**SHORT EXERCISE**:
Could you resume the forum thread on shader programming and GPU speed, picking up right after its final sentence?

Start EXCERPT

As a hobbyist, shaders is up there as one of the most fun types of programming.. Low-level / relatively simple language, often tied to a satisfying visual result. Once it clicks, it's a cool paradigm to be working in, e.g. "I am coding from the perspective of a single pixel".
Nothing like outputting specific colors to see what branch the current pixel is currently running through. It's like printf debugging but colorful and with only three floats of output.
I agree it’s very difficult to debug them. I sometimes rewrite my shaders in Vex and debug them in that. It’s a shader language that runs on the CPU in Houdini. You can output a value at each pixel which is useful for values outside the range of 0 to 1 or you can use printf(). I’m still looking for something that will transpile shaders into JavaScript.
I wish I had an intuitive understanding of how much I can do with a GPU. E.g. how many points can I move around? A simulation like this would be great for that.
They mention it’s 3x faster when turning collision off. I don’t know what the memory footprint of a block is, but I’d speculate that small round particles (sphere plus radius) are an order of magnitude faster.
Modern GPUs are insanely fast. A higher end consumer GPU like a 5090 can do over 100 teraflops of fp32 computation if your cache is perfectly utilized and memory access isn’t the bottleneck. Normally, memory is the bottleneck, and at a minimum you need to read and write your particles every frame of a sim, which is why the sibling comments are using memory bandwidth to estimate the number of particles per second. I’d guess that if you were only adverting particles without collision, or colliding against only a small number of big objects (like the particles collide against the planet and not each other) then you could move multiple billions of particles per second, which you would might divide by your desired frame rate to see how many particles per frame you can do.
the answer is a big depends. but I can give you some ballpark intuition.
perhaps it's easiest to think about regular image processing because it uses the same hardware. you can think about each pixel as a particle.
a typical 4k (3840 x 2160 at 16:9) image contains about 8 million pixels. a trivial compute shader that just writes 4 bytes per pixel of some trivial value (e.g. the compute shader thread ids) will take you anywhere from roughly speaking 0.05ms - 0.5ms on modern-ish GPUs. this is a wide spread to represent a wide hardware spread. on current high end GPUs you will be very close to the 0.05ms, or maybe even a bit faster.

End EXCERPT
Start DATASET CONTENT

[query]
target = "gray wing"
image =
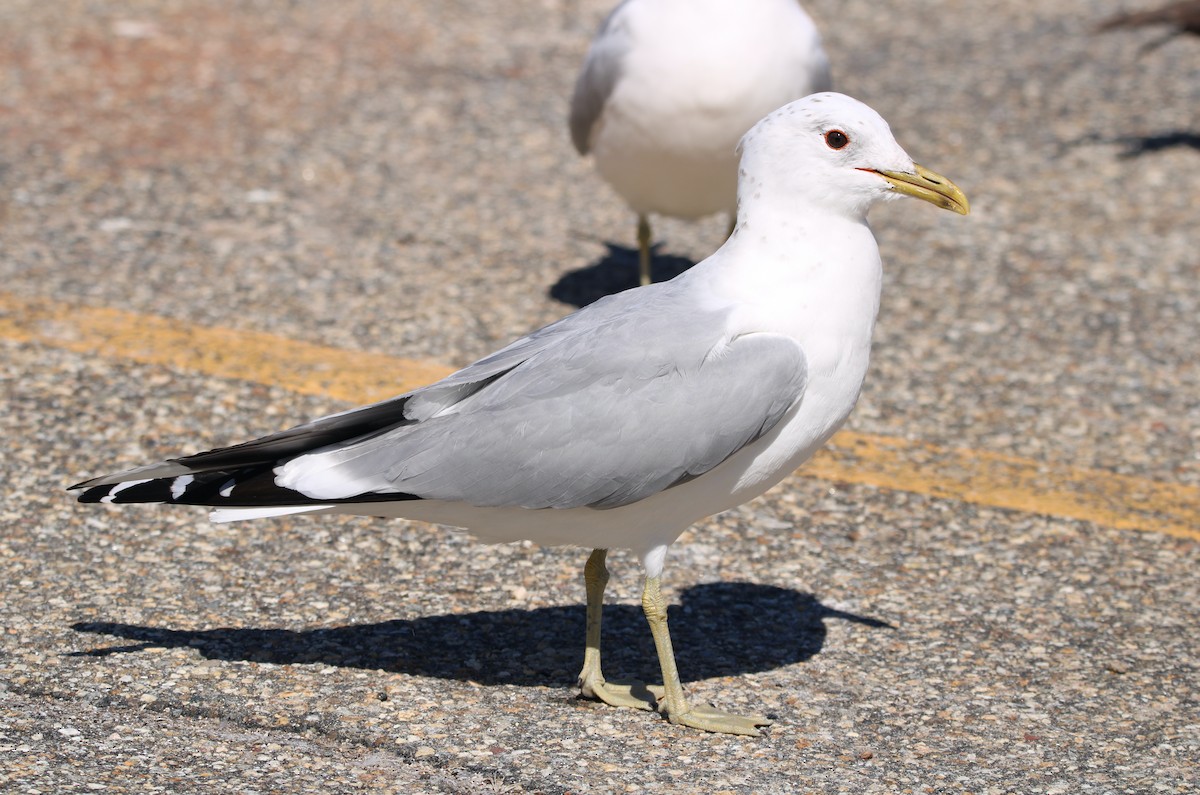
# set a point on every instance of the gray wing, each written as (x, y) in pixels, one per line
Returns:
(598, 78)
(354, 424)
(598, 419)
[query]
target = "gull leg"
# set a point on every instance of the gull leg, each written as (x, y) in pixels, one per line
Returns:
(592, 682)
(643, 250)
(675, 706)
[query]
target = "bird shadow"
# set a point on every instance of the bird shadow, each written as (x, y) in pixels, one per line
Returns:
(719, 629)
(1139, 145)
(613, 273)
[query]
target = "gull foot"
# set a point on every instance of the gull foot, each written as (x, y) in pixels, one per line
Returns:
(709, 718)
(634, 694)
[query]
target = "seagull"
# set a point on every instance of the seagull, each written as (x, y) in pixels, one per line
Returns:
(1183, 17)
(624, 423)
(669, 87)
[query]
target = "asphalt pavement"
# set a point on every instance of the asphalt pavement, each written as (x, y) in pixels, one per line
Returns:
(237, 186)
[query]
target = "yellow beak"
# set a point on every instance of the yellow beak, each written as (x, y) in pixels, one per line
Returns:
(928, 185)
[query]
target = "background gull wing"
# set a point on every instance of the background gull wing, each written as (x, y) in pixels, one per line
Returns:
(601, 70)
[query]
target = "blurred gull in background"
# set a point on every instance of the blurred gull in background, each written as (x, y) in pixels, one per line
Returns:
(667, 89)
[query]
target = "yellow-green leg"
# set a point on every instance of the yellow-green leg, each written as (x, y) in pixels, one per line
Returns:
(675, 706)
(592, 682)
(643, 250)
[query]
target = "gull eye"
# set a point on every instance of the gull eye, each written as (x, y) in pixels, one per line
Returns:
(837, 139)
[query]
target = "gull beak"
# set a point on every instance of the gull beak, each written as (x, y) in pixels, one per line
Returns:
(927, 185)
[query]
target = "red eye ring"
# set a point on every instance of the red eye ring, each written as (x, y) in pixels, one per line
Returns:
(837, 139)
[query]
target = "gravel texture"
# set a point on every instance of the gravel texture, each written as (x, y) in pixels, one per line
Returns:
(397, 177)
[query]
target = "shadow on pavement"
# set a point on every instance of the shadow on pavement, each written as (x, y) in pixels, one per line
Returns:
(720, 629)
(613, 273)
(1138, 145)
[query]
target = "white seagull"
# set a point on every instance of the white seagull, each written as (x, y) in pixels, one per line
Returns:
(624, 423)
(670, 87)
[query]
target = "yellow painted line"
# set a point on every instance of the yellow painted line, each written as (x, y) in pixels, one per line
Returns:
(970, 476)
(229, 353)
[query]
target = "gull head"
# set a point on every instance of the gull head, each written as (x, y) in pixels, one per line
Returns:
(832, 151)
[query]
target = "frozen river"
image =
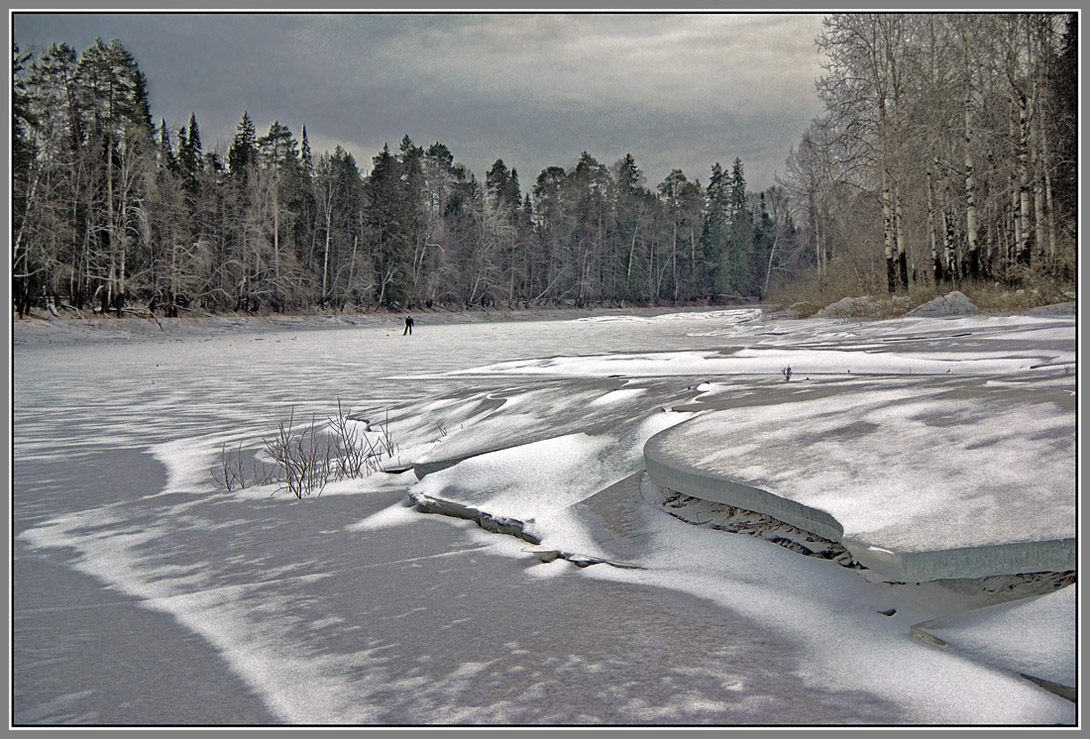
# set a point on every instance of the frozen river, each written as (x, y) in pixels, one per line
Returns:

End DATASET CONTENT

**REPLY TO THE TASK**:
but real world programs like video games do a whole lot more than just write a trivial value. they read and write a lot more data (usually there are many passes - so it's not done just once - in the end maybe a few hundred bytes per pixel), and usually run many thousands of instructions per pixel. I work on a video game everyone's probably heard about and the one of the main material shaders is too large to fit into my work GPUs instruction cache (of 32kb) to give you an idea how many instructions are in there (not all executed of course - some branching involved).
and you can still easily do this all at 100+ frames per second on high end GPUs.
so you can in principle simulate a lot of particles. of course, the algorithm scaling matters. most of rendering is somewhere in O(n). anything involving physics will probably involve some kind of interaction between objects which immediately implies O(n log n) at the very least but usually more.
For examples like particle simulations, on a single node with a 4090 GPU everything running on GPU without memory transfer to the CPU:
-The main bottleneck is memory usage : available 24GB, Storing the particles 3 position coordinates, + 3 velocity coordinates, 4 bytes by number (float32) = Max 1B particles
-Then GPU memory bandwidth : if everything is on the GPU you get between 1000GB/s of global memory access and 10000GB/s when shared memory caches are hit. The number of memory access is roughly proportional to the number of effective collisions between your particles which is proportional to the number of particles so around 12-30 times ( see optimal sphere packing number of neighbors in 3d, and multiply by your overlap factor). All in all for 1B particles, you can collision them all and move them in 1 to 10s.
If you have to transfer things to the CPU, you become limited by the PCI-express 4.0 bandwidth of 16GB/s. So you can at most move 1B particles to and from the GPU, 0.7 times per second.
Then if you want to store the particle on disk, instead of RAM because your system is bigger, then you can either use a M2 ssd (but you will burn them quickly) which has a theoretical bandwidth of 20GB/s so not a bottleneck, or use a network storage over 100Gb/s (= 12.5GB/s) ethernet, via two interfaces to your parameter server which can be as big as you can afford.
So to summarize so far : 1B particles takes 1 to 10s per iteration per GPU. If you want to do smarter integration schemes like Rk4, you divide by 6. If you need 64 bits precisions you divide by 2. If you only need 16bits precisions you can multiply by 2.
The number of particle you need : Volume of the box / h^3 with h the diameter of the particle = finest details you want to be able to resolve.
If you use an adaptive scheme most of your particles are close to the surface of objects so O( surface of objects / h^2 ) with h=average resolution of the surface of the mesh. But adaptive scheme is 10 times slower.
The precision of the approximation can be bounded by Taylor formula. SPH is typically order 2, but has issues with boundaries, so to represent a sharp boundary the h must be small.
If you want higher order and sharp boundaries, you can do Finite Element Method, instead. But you'll need to tessellate the space with things like Delaunay/Voronoi, and update them as they move.
Might be worth starting with a baseline where there’s no collision, only advection, and assume higher than 1fps just because this gives higher particles per second but still fits in 24GB? I wouldn’t be too surprised if you can advection 100M particles at interactive rates.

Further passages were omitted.